Reproduce the line that holds "of the roof" together with all the lines after it up to the end of the entries.
** start DATA ENTRIES **
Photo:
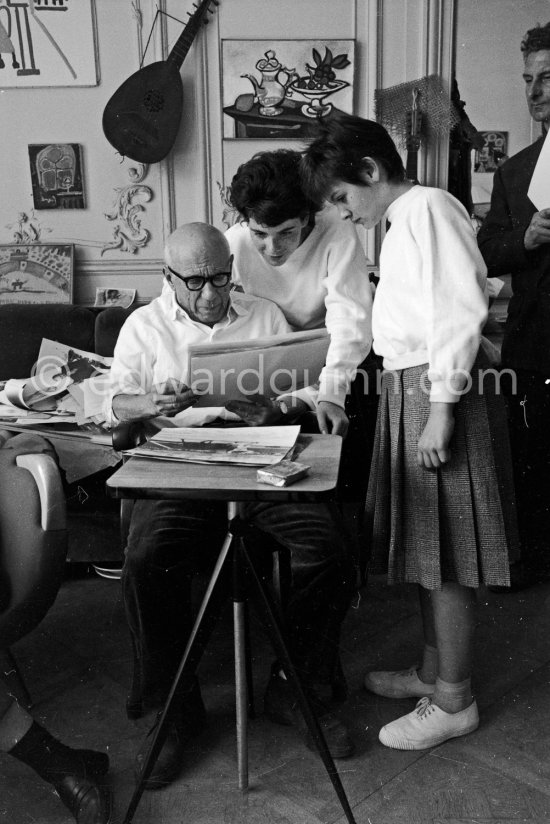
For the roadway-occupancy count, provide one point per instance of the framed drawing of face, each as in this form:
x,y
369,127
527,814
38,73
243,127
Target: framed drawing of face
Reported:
x,y
37,273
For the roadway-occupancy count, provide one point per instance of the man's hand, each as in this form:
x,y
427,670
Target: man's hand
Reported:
x,y
433,445
262,411
332,419
153,404
538,231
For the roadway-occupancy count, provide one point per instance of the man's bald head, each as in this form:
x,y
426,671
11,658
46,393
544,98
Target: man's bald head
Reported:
x,y
197,249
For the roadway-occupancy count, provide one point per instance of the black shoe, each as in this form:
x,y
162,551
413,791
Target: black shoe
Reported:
x,y
281,706
190,723
87,801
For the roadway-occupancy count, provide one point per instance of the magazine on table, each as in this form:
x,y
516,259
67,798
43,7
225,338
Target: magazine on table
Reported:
x,y
251,446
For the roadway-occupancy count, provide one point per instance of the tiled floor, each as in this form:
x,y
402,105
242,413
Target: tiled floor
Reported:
x,y
77,667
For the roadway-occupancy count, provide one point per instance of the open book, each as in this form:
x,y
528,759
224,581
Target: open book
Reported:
x,y
267,366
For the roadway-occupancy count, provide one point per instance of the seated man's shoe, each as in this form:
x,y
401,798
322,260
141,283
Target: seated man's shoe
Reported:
x,y
427,726
74,774
400,684
169,764
282,707
88,802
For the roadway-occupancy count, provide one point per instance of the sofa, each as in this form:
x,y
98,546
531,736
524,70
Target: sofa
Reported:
x,y
93,519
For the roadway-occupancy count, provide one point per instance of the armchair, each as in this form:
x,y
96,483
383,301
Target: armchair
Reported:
x,y
33,543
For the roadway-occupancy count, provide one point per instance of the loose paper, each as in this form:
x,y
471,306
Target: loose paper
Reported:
x,y
539,188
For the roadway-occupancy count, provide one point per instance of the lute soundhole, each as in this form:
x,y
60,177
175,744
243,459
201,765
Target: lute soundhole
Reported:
x,y
153,100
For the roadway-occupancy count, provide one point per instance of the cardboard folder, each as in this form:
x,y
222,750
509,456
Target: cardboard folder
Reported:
x,y
267,366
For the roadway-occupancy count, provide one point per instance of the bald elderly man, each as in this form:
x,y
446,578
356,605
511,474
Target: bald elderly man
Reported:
x,y
170,541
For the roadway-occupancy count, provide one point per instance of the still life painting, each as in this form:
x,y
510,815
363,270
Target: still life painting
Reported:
x,y
279,88
37,273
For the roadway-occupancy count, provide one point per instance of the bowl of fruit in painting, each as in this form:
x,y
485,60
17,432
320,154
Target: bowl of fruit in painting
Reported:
x,y
319,83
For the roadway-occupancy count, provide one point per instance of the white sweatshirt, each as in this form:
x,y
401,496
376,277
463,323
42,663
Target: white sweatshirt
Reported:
x,y
430,304
324,282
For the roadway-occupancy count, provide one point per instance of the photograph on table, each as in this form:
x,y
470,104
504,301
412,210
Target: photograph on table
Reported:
x,y
37,273
279,88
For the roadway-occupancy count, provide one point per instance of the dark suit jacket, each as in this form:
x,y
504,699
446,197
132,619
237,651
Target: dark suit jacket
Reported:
x,y
527,335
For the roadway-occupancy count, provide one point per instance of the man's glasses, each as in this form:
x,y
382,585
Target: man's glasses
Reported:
x,y
197,282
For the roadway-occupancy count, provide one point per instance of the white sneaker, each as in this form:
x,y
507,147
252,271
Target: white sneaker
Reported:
x,y
401,684
427,726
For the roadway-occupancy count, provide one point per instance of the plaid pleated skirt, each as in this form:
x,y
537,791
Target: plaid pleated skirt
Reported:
x,y
457,523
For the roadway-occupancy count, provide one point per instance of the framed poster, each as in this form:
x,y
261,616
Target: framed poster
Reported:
x,y
56,175
37,273
279,88
47,43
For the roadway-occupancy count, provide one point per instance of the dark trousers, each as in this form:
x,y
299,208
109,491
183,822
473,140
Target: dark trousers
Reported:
x,y
529,425
171,541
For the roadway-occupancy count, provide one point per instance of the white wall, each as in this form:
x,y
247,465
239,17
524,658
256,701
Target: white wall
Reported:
x,y
74,115
395,41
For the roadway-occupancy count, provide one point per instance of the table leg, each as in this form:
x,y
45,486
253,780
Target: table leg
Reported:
x,y
267,607
207,618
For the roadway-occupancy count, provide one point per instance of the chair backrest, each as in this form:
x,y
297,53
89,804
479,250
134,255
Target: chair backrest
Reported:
x,y
33,535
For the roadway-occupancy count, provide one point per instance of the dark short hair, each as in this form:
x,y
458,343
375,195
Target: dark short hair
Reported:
x,y
267,188
338,150
536,39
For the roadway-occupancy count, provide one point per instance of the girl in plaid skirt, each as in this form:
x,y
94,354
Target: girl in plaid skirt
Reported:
x,y
440,503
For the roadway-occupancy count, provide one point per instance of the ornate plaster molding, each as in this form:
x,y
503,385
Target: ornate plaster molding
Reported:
x,y
128,234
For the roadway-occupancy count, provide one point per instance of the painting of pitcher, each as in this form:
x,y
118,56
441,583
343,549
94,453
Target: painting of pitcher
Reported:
x,y
279,88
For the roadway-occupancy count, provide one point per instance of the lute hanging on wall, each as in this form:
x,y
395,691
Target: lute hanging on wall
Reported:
x,y
142,118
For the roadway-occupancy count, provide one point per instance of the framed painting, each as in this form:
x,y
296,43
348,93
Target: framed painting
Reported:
x,y
279,88
47,43
494,151
37,273
56,175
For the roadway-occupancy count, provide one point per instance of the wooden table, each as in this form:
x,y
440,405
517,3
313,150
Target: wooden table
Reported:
x,y
146,478
160,479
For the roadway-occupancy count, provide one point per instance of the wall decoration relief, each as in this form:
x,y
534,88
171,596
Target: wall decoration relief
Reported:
x,y
47,43
36,273
279,88
128,234
493,153
56,175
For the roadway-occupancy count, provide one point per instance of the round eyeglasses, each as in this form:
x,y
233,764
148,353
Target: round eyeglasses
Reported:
x,y
197,282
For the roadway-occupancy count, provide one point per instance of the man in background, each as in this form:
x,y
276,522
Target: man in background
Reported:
x,y
515,238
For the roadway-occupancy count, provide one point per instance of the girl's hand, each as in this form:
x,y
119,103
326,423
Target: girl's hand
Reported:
x,y
332,419
433,445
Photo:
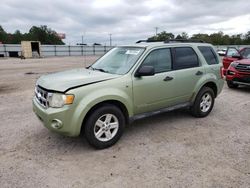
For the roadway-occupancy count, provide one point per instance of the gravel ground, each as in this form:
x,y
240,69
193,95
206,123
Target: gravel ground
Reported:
x,y
169,150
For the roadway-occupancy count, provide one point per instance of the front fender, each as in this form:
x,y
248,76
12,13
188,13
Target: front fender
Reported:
x,y
97,96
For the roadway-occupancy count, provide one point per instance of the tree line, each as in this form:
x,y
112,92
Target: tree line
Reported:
x,y
218,38
43,34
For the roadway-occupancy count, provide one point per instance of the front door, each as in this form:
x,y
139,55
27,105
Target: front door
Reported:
x,y
157,91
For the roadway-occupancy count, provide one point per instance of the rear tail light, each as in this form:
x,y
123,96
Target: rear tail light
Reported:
x,y
221,72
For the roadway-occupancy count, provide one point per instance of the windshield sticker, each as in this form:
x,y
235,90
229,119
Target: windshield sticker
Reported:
x,y
132,52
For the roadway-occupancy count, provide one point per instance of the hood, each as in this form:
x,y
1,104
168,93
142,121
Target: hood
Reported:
x,y
244,61
63,81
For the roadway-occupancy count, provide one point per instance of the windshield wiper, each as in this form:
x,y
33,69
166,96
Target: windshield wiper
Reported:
x,y
101,70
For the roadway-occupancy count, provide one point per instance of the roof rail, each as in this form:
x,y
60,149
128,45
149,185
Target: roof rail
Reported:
x,y
184,40
140,41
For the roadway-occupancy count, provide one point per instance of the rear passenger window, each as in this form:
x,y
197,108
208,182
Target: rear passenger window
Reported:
x,y
209,54
185,57
160,59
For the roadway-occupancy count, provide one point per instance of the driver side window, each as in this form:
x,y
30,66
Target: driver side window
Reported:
x,y
160,59
231,52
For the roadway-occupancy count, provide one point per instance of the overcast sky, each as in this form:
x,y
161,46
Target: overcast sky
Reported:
x,y
127,20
** end DATA ENTRIES **
# RESULT
For the roadway-occupancy count, provide one point per instance of the roof rail, each as in this form:
x,y
60,149
128,45
149,185
Target: roof rail
Reported:
x,y
184,40
140,41
For the roadway-occupancy count, provide one point per instance of the rear passenger window, each as in this form:
x,y
197,108
208,182
Target: rear passenger window
Reported:
x,y
209,54
185,57
160,59
For the roadway-occupancy count, provide one point per instance of the driver side window, each as in this form:
x,y
30,66
Target: driver side window
Reported:
x,y
160,59
231,52
For the roadway-occupancy count, provide one point per instance of the overcast sky, each as in this form:
x,y
161,46
Target: overcast sky
Reported:
x,y
127,20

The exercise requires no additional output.